*MATERIAL PROVIDED:*
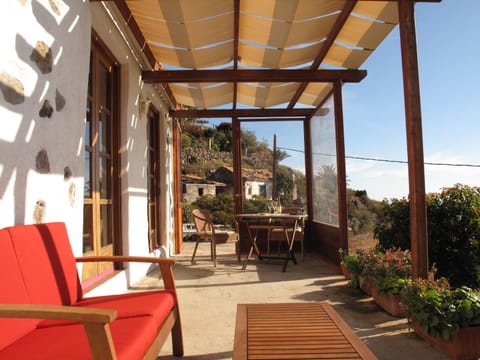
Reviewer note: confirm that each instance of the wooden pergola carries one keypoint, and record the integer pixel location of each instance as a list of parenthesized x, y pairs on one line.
[(260, 54)]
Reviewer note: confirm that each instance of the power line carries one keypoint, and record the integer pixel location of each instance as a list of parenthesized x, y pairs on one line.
[(386, 160)]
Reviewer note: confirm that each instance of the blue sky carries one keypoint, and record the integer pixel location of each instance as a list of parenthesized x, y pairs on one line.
[(448, 45)]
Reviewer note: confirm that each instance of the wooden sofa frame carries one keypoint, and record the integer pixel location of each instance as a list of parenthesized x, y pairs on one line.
[(97, 321)]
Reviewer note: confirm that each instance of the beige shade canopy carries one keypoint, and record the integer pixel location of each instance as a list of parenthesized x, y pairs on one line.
[(260, 34)]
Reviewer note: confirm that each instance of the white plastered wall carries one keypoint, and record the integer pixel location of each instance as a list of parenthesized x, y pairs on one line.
[(134, 141), (41, 152)]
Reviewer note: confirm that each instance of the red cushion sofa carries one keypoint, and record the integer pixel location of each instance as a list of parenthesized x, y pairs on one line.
[(44, 315)]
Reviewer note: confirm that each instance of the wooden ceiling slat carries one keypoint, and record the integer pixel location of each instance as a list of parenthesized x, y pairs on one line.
[(242, 113), (213, 76)]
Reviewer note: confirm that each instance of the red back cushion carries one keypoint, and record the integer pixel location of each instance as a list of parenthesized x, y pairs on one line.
[(12, 291), (47, 263)]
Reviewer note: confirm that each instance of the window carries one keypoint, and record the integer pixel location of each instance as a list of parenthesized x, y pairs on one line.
[(324, 160), (153, 131)]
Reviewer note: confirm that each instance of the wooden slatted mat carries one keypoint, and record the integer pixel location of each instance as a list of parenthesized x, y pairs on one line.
[(295, 331)]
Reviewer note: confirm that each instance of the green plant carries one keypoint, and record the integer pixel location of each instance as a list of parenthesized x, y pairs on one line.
[(393, 272), (354, 265), (453, 232), (439, 310)]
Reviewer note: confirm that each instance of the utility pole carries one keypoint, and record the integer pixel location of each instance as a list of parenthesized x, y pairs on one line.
[(274, 168)]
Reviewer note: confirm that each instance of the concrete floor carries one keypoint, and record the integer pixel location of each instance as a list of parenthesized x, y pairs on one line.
[(208, 298)]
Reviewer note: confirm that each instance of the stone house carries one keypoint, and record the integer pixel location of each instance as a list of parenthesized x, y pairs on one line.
[(254, 181), (194, 186)]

*WORK TO COMPLETE:*
Each entry should be repeated exactly as it appears; the pictures stay out.

*ANSWER TO THE EXERCISE:*
Reviewer note: confirm that each instance of the wooden pergola carries one keypoint, and record the integer pixel location of each instance as a list of parenthesized x, y pairs on one line.
[(260, 54)]
Reviewer note: confirm that each instance of the power line carries one keypoint, and record the integer pixel location of each instance as a list of parenthesized x, y pairs on one line.
[(386, 160)]
Reviewer note: confirm that each instance of the blue sky carries one keypoint, and record the integer pixel location of each instance as a list of parenthesized x, y pairs on one line.
[(448, 45)]
Reviewer note: confirm that each instance of the wooden sofa frame carries one keypoint, and record the integer pixel location of each instance as a list of parenthesized x, y pairs on one line.
[(97, 321)]
Reviewer note: confirm that each instance of the beige shade canopy carries one keypoint, and record the integer pixel location of each instance as a list of parenthesized x, y pairs on one line.
[(260, 34)]
Reviewer note: confirm that each instance of the white plastered wall carries one keypoint, and record the integer pixel location of each instance as a list of parenthesized x, y pairs on one line.
[(134, 141), (41, 152)]
Reviewer note: confirm that each instance of the red cushion sofa carries one keypoint, and record the integer pixel location of each instance as a list of parenthesized x, y pairs on one line.
[(44, 315)]
Reviewer note: confirm that each instance of the wooden ceiling slat carries one keypoint, and record the integer pixel location of each instance as a list of parenthesized x, y pairs on one line.
[(242, 113), (213, 76)]
Reviewer note: confirm that each instance of the red back cushion carries one keypoint, and record the integer pixel location of each instance as a list of parenthesized x, y pairs on one line.
[(12, 291), (47, 263)]
Reviewer note: confirm that each instance of the window carries one keypoint, and record the integer pixel location of each instance as a list of parenthesized x, y pairs on one line.
[(324, 160), (153, 131)]
Reviewer note: confirm that each instance of the wooden slatted mat carries one keypoint, and record the integer pixel location of each instance as a list of parenthesized x, y pairs on one line.
[(295, 331)]
Reviewer note: confirm that each instance of the green plant carries one keypoint, and record the integer pixel location of each instance as a list of parenthesized x, y pairs on one line.
[(393, 272), (354, 265), (453, 232), (439, 310)]
Reviewer note: confirm that each instance of the utility pole carries one keypoint, and record the integer pixel location of each instance as a list of parenthesized x, y pairs on one line.
[(274, 168)]
Reviewer note: confirm that each instance of the concrete floor carries one keypoint, and record the integer pixel location of each instance as a list of parenthesized x, y pairs on one line.
[(208, 298)]
Reviewer note: confirm that each instance of the stone house carries one keypoint, and record the integer pixel location of each instance as a list of parenthesized x, y pairs on one line.
[(254, 181), (194, 186)]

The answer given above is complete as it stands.